#### [Items]
* START *

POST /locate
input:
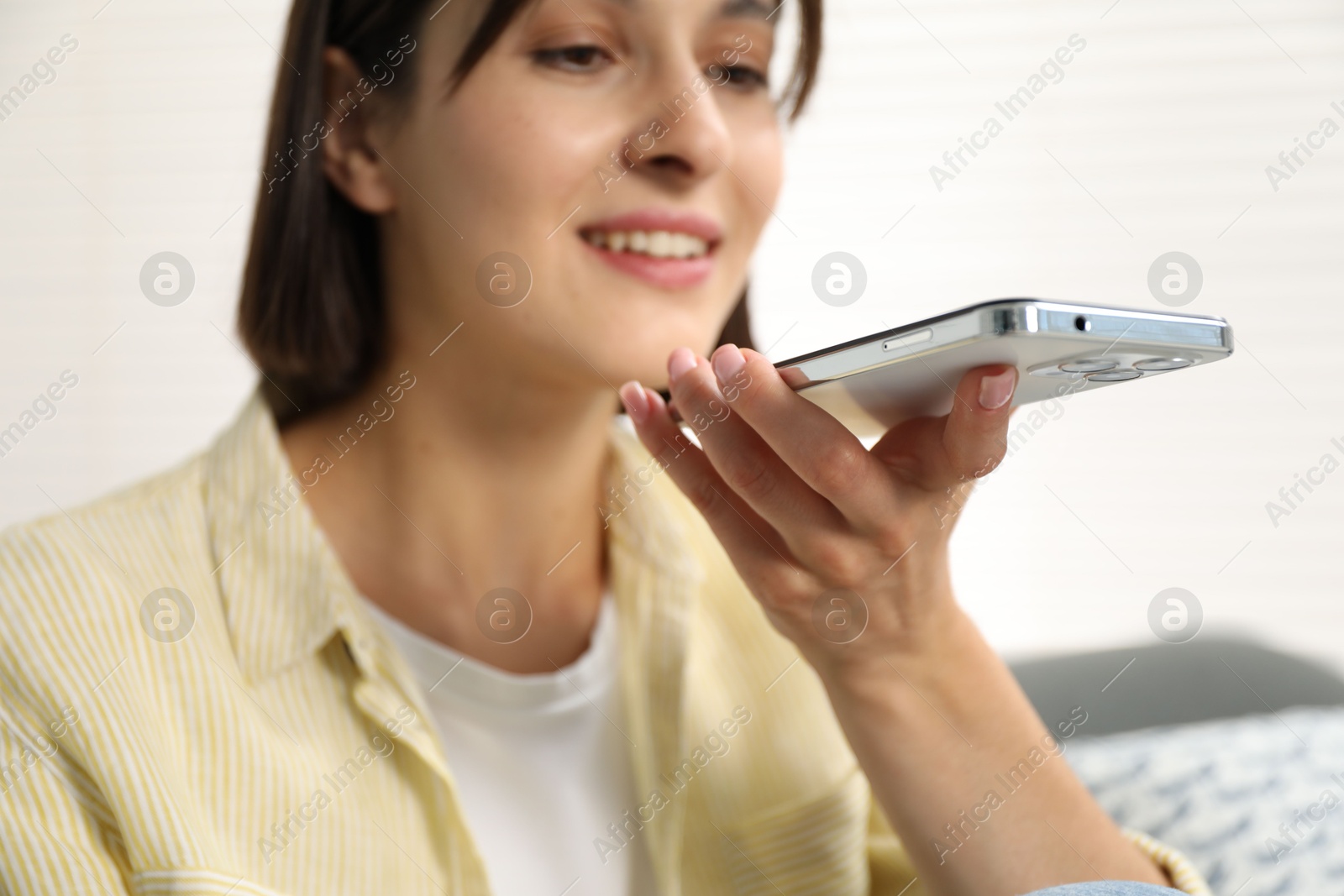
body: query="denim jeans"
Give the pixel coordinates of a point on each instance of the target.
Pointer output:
(1105, 888)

* END *

#### [Task to complete]
Reproduce the listing above, replacing "denim jeans" with "leather boots" and keeping everything else unchanged. Leave out the pictures.

#### [Result]
POST /locate
input:
body: query="leather boots"
Give the pixel coordinates of a point on each instance of the target.
Pointer output:
(1105, 888)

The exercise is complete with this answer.